Problem 1:
List every job that the profile of Michael Greco says he once dreamed of having.
Problem 2:
Rewrite the stretch of the profile of Michael Greco from "NEW YORK—Long before" through "and cowboy aspirations?", changing "green tea" to "black coffee".

Text section:
<<<<
NEW YORK—Long before Michael Greco became the first Hispanic U.S. marshal in the judicial district that includes Manhattan, he dreamed of becoming a police officer, a cowboy, an astronaut and the Pope. Decades later, his wish list has dwindled.
“I’m not getting a call from the Vatican anytime soon. And the whole astronaut thing didn’t work out. I’m not too crazy about heights anyway,” Greco says, smiling recently between sips of green tea in his office in the federal courthouse in Manhattan.
And the police officer and cowboy aspirations?
“Think about it: You combine the two and you have something called the U.S. marshal,” says Greco, who took over the post earlier this year.
The Bronx-born marshal, a motorcycle-riding one-time college football linebacker of Puerto Rican descent, entered the New York State Police Academy in 1982 after a childhood in Rockland County. His first assignment put him on the front lines of the emerging crack epidemic, patrolling major highways in Orange County.
>>>>
Data listing:
<<<<
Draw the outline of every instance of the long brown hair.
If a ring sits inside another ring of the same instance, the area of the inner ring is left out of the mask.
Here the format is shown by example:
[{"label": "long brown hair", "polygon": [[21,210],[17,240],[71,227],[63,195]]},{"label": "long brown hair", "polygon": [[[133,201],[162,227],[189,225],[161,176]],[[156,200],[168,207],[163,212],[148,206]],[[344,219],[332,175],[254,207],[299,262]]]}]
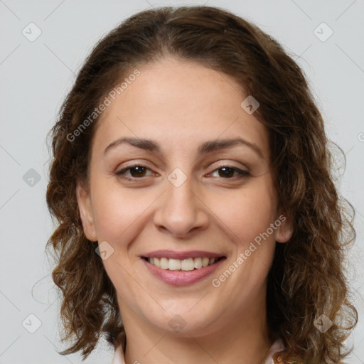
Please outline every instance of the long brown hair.
[{"label": "long brown hair", "polygon": [[[269,131],[279,205],[294,225],[288,243],[276,243],[267,277],[270,338],[283,340],[285,360],[338,363],[357,322],[343,270],[355,240],[354,210],[336,188],[323,119],[303,71],[279,43],[226,10],[203,6],[141,11],[109,33],[85,60],[50,132],[46,199],[58,226],[47,247],[56,253],[53,279],[62,293],[63,341],[75,339],[61,353],[82,350],[85,359],[101,335],[115,346],[125,335],[97,242],[83,232],[76,182],[88,181],[99,119],[90,115],[131,70],[166,55],[231,75],[259,102],[255,116]],[[321,314],[333,321],[324,333],[315,325]]]}]

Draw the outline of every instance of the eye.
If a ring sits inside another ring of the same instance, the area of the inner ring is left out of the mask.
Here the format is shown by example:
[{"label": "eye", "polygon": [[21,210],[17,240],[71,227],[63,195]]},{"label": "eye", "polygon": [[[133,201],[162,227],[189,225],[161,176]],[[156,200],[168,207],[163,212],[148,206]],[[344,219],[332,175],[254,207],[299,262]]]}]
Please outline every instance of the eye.
[{"label": "eye", "polygon": [[[219,173],[220,171],[221,171],[222,173]],[[250,173],[247,171],[242,171],[238,168],[233,167],[231,166],[222,166],[213,171],[213,172],[211,172],[211,173],[210,174],[213,174],[215,172],[218,172],[218,173],[219,174],[219,176],[218,176],[218,178],[222,178],[225,179],[231,179],[232,178],[234,177],[242,178],[244,176],[250,176]],[[234,173],[237,173],[237,174],[235,174],[234,176]]]},{"label": "eye", "polygon": [[[132,181],[148,176],[146,176],[146,171],[147,170],[151,171],[148,167],[146,167],[145,166],[142,166],[141,164],[134,164],[132,166],[129,166],[121,169],[115,174],[117,176],[119,176],[122,178]],[[220,171],[221,171],[221,173],[219,173]],[[127,175],[127,172],[130,173],[129,176]],[[219,174],[219,176],[217,176],[218,178],[225,179],[232,179],[235,177],[242,178],[244,176],[250,176],[250,173],[247,171],[242,171],[238,168],[230,166],[222,166],[215,169],[207,176],[208,176],[213,175],[216,172],[218,172]],[[237,174],[234,175],[234,173]]]},{"label": "eye", "polygon": [[[129,167],[124,168],[117,172],[115,174],[117,176],[119,176],[123,178],[133,180],[137,179],[141,177],[145,177],[145,171],[146,170],[150,169],[145,166],[141,166],[140,164],[134,164],[133,166],[129,166]],[[130,176],[127,176],[126,172],[130,171]]]}]

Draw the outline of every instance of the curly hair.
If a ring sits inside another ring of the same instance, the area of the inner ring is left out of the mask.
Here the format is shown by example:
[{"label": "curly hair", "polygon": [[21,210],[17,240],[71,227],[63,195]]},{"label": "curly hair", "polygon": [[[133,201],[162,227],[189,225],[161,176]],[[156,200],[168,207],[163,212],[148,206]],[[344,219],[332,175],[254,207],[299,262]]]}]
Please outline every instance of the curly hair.
[{"label": "curly hair", "polygon": [[[259,100],[255,116],[269,132],[279,207],[294,228],[287,244],[276,242],[267,277],[269,337],[282,339],[287,362],[339,363],[358,321],[344,269],[355,238],[355,210],[336,188],[323,118],[302,70],[277,41],[240,16],[205,6],[141,11],[110,31],[87,58],[50,131],[46,200],[58,225],[47,248],[56,253],[52,277],[62,294],[62,341],[75,339],[60,353],[82,350],[85,360],[104,334],[115,347],[125,344],[115,289],[95,254],[97,242],[83,232],[76,183],[88,181],[100,119],[90,115],[130,70],[167,55],[231,75]],[[324,333],[315,326],[321,314],[333,322]]]}]

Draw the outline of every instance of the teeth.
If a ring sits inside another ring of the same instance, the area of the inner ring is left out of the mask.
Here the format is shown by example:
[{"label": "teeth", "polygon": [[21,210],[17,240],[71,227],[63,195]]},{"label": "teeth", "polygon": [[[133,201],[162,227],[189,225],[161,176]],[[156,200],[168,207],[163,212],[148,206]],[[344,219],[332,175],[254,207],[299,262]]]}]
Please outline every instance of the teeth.
[{"label": "teeth", "polygon": [[148,262],[162,269],[168,270],[183,270],[190,271],[194,269],[207,267],[213,264],[216,262],[216,258],[188,258],[183,260],[179,259],[167,259],[167,258],[148,258]]}]

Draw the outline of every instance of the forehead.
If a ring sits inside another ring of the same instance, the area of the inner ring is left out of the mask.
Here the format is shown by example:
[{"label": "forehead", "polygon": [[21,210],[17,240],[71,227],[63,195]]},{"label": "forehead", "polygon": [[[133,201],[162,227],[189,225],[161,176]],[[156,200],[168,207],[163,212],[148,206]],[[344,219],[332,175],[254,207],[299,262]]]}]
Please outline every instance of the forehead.
[{"label": "forehead", "polygon": [[97,122],[95,149],[129,136],[186,152],[206,140],[241,136],[268,157],[266,127],[241,107],[247,95],[234,78],[173,58],[137,69],[140,75],[114,100],[110,99]]}]

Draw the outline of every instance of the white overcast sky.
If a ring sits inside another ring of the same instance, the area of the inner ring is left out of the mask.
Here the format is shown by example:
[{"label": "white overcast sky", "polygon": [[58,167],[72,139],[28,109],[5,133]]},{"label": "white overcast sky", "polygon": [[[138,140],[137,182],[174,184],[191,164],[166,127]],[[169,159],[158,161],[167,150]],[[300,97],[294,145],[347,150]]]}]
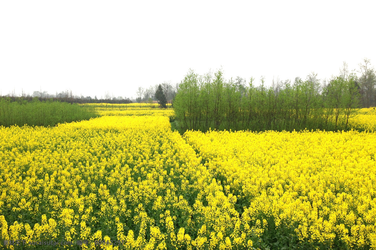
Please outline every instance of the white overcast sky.
[{"label": "white overcast sky", "polygon": [[320,79],[376,64],[376,1],[0,1],[0,89],[99,98],[180,82]]}]

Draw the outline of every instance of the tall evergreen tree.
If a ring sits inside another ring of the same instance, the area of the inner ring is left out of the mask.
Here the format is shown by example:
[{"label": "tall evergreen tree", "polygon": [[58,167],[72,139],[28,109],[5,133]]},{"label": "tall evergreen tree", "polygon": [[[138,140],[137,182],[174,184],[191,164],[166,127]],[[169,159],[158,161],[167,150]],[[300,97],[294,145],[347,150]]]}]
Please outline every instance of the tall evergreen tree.
[{"label": "tall evergreen tree", "polygon": [[158,100],[158,103],[160,106],[162,108],[167,108],[166,106],[166,103],[167,103],[167,99],[161,84],[158,85],[157,91],[155,91],[155,98]]}]

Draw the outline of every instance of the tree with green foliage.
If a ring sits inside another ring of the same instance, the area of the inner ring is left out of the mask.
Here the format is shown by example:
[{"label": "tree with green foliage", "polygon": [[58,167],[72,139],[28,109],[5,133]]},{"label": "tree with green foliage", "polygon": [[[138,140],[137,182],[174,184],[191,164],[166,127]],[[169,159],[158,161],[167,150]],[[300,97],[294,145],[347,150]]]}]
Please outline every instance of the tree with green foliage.
[{"label": "tree with green foliage", "polygon": [[160,107],[165,108],[167,108],[166,106],[166,103],[167,103],[167,99],[161,84],[158,85],[158,88],[155,91],[155,98],[158,100],[158,103]]}]

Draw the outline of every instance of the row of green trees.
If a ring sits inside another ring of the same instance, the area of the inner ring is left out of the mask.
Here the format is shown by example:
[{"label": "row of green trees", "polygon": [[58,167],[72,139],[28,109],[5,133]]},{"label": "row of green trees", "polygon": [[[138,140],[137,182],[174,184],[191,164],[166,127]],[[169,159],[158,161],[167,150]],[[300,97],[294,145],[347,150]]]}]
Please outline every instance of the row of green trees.
[{"label": "row of green trees", "polygon": [[58,123],[89,120],[98,116],[94,108],[81,106],[76,103],[41,102],[37,98],[29,102],[22,98],[15,100],[9,97],[0,98],[0,126],[27,124],[52,126]]},{"label": "row of green trees", "polygon": [[359,86],[353,73],[320,82],[317,75],[293,82],[273,79],[256,86],[251,78],[226,81],[221,70],[199,76],[190,70],[174,101],[182,131],[212,129],[292,131],[349,128],[359,105]]}]

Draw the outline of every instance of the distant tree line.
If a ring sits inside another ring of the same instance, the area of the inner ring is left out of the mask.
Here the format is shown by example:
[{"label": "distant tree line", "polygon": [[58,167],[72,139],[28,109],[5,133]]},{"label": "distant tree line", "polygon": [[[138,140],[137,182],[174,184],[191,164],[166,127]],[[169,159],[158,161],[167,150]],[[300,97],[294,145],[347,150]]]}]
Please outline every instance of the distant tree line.
[{"label": "distant tree line", "polygon": [[368,59],[357,76],[344,63],[327,82],[311,73],[303,80],[273,79],[256,86],[251,78],[226,81],[222,70],[199,76],[190,70],[179,84],[174,108],[180,129],[292,131],[349,129],[356,108],[376,106],[375,70]]},{"label": "distant tree line", "polygon": [[6,96],[0,96],[0,97],[7,98],[11,102],[14,102],[21,99],[27,101],[31,101],[33,100],[38,100],[40,101],[59,101],[64,102],[71,103],[129,103],[133,102],[132,100],[129,98],[123,97],[122,96],[115,97],[110,94],[109,91],[105,93],[104,98],[98,99],[97,96],[94,98],[91,96],[84,97],[81,95],[80,96],[74,94],[71,90],[67,90],[59,93],[56,93],[55,94],[49,93],[47,91],[34,91],[32,95],[26,94],[23,93],[21,95],[18,96],[14,92],[9,93]]}]

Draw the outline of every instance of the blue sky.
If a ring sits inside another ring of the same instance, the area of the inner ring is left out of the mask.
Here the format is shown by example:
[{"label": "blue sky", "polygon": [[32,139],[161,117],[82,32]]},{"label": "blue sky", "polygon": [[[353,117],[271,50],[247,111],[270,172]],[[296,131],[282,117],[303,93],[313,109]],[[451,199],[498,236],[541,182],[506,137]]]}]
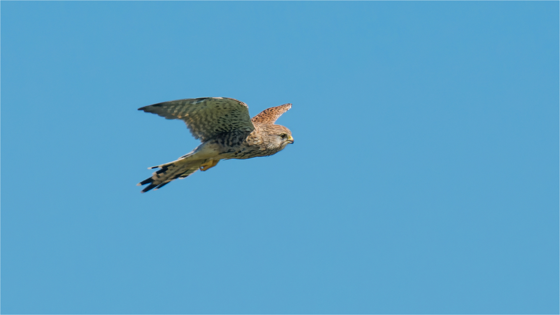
>>>>
Written response 1:
Police officer, cowboy, astronaut, and the Pope.

Written response 2:
NEW YORK—Long before Michael Greco became the first Hispanic U.S. marshal in the judicial district that includes Manhattan, he dreamed of becoming a police officer, a cowboy, an astronaut and the Pope. Decades later, his wish list has dwindled.
“I’m not getting a call from the Vatican anytime soon. And the whole astronaut thing didn’t work out. I’m not too crazy about heights anyway,” Greco says, smiling recently between sips of black coffee in his office in the federal courthouse in Manhattan.
And the police officer and cowboy aspirations?